EXCERPT ::
------------------------------------------------

# Help please....I need a new lens for my Oakley Crowbars



## boymonkey (Nov 29, 2009)

HI yellow will be perfect for night and cloudy overcast days. 
I even use mine on bright sunny days and it doesnt bother me.


----------



## SnoRidr (Jan 7, 2009)

boymonkey said:


> HI yellow will be perfect for night and cloudy overcast days.
> I even use mine on bright sunny days and it doesnt bother me.


Thanks for the reply. That is exactly what I was wondering. I wasn't sure if the Hi Yellow would be too bright during a sunny day. Thanks. :thumbsup:


----------



## Leo (Nov 24, 2009)

SnoRidr said:


> Thanks for the reply. That is exactly what I was wondering. I wasn't sure if the Hi Yellow would be too bright during a sunny day. Thanks. :thumbsup:


I actually do not recommend Hi-Yellow for sunny days. Check the light transmission rates on the site I provided and go with one that is near the middle for all-around. I can already tell you that the Pink Iridium is Oakley's best all-around lens. If you ride mostly darker conditions, go with more light transmission. If you ride more sunny conditions, go with less transmission. Here is a detailed chart:

OAKLEY - COLOR FAMILY


----------



## maf05r6 (Mar 3, 2008)

If you are looking for all around I would go with the HI Persimmon. I use the regular persimmon in mine and they are pretty good. I would like to pick up a HI Yellow for low light as I do a good bit of night riding as well.


----------



## legallyillegal (Oct 6, 2008)

------------------------------------------------

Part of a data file

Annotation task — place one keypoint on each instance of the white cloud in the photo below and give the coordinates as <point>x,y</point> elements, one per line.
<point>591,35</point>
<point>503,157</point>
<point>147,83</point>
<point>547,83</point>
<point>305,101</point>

------------------------------------------------

OBJECTIVE 1 :: Write out the passage of the Oakley lens thread between "## maf05r6 (Mar" and "(Oct 6, 2008)", inclusive.
OBJECTIVE 2 :: In the Oakley lens thread, which lens does Leo say is Oakley's best all-around lens?
OBJECTIVE 3 :: Extend the Oakley lens thread onward from the point where it stops.

EXPECTED ANSWER 1 ::
## maf05r6 (Mar 3, 2008)

If you are looking for all around I would go with the HI Persimmon. I use the regular persimmon in mine and they are pretty good. I would like to pick up a HI Yellow for low light as I do a good bit of night riding as well.


----------



## legallyillegal (Oct 6, 2008)

EXPECTED ANSWER 2 :: The Pink Iridium.

EXPECTED ANSWER 3 ::
Leo said:


> I actually do not recommend Hi-Yellow for sunny days. Check the light transmission rates on the site I provided and go with one that is near the middle for all-around. I can already tell you that the Pink Iridium is Oakley's best all-around lens. If you ride mostly darker conditions, go with more light transmission. If you ride more sunny conditions, go with less transmission. Here is a detailed chart:
> 
> OAKLEY - COLOR FAMILY


pink iridium best all-around haha that makes me laugh

it's about as clear as it's going to get while still being tinted and mirrored

P.I. = too bright for day
H.I. Persimmon = too dark for night
H.I. Yellow = actually the right lens for night+cloudy+a little day

although having an additional dedicated day+cloudy lens like VR50 Emerald Iridium would be better


----------



## SnoRidr (Jan 7, 2009)

legallyillegal said:


> pink iridium best all-around haha that makes me laugh
> 
> it's about as clear as it's going to get while still being tinted and mirrored
> 
> ...


Thanks man. I will probably have to break down next year and by a second set when prices go on sale. It would be nice to have a decent lens for those sunny days. I will probably decide between Pink Iridium and and Hi Yellow. If I don't like either, I may just as will stick with the Persimmon like I had before.


----------



## Leo (Nov 24, 2009)

legallyillegal said:


> pink iridium best all-around haha that makes me laugh
> 
> it's about as clear as it's going to get while still being tinted and mirrored
> 
> ...


You make me laugh too. It comes down to preference. Light transmission on the PI is 57% which right in the middle. Hi yellow absolutely sucks for sunny days. I have used PI for day and they are fine. So do my co workers. Don't get me wrong, different lenses for different conditions is the best route to take. 

Just visit an oakley carrier and try them on and walk outside. Just make sure you let the sales person know lol.


----------



## maf05r6 (Mar 3, 2008)

You could always look at ebay for someone selling a pair with both lenses. I have seen them and you can usually get a pretty good deal that way.


----------



## SnoRidr (Jan 7, 2009)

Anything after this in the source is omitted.